--- Start ---

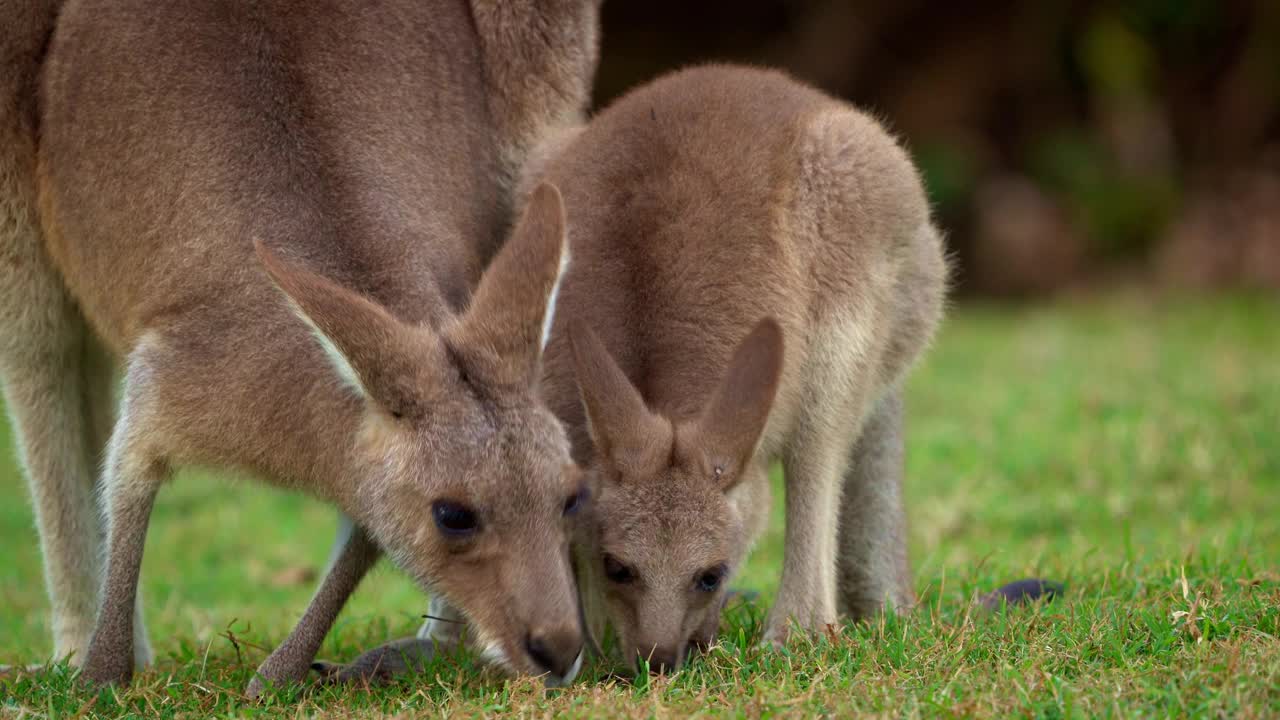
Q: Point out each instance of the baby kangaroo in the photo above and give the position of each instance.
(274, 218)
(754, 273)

--- End ---
--- Start ---

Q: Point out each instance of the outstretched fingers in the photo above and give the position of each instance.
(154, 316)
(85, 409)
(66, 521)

--- End ---
--- Start ---

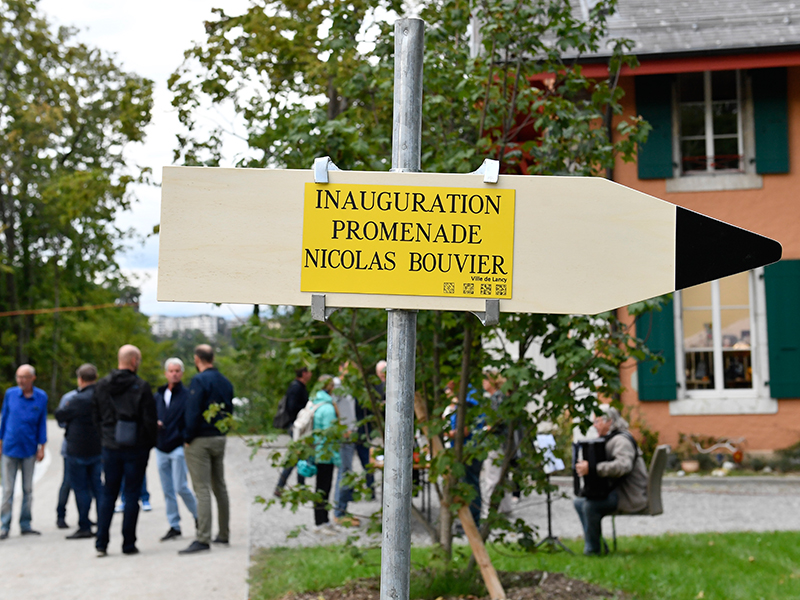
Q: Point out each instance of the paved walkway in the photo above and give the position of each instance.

--- End ---

What you are asked to do:
Identify every line in the listing that contains the string "photo", matching case exactly, and copy each of those lines.

Response to this exercise:
Q: Point out each instance of the baby kangaroo in the photo above and give the position of each instance.
Q: Point out each instance of the outstretched fingers in the photo above and give the position of each instance.
Q: Point out each instance of the paved walkway in the photo above and give the position of each instance.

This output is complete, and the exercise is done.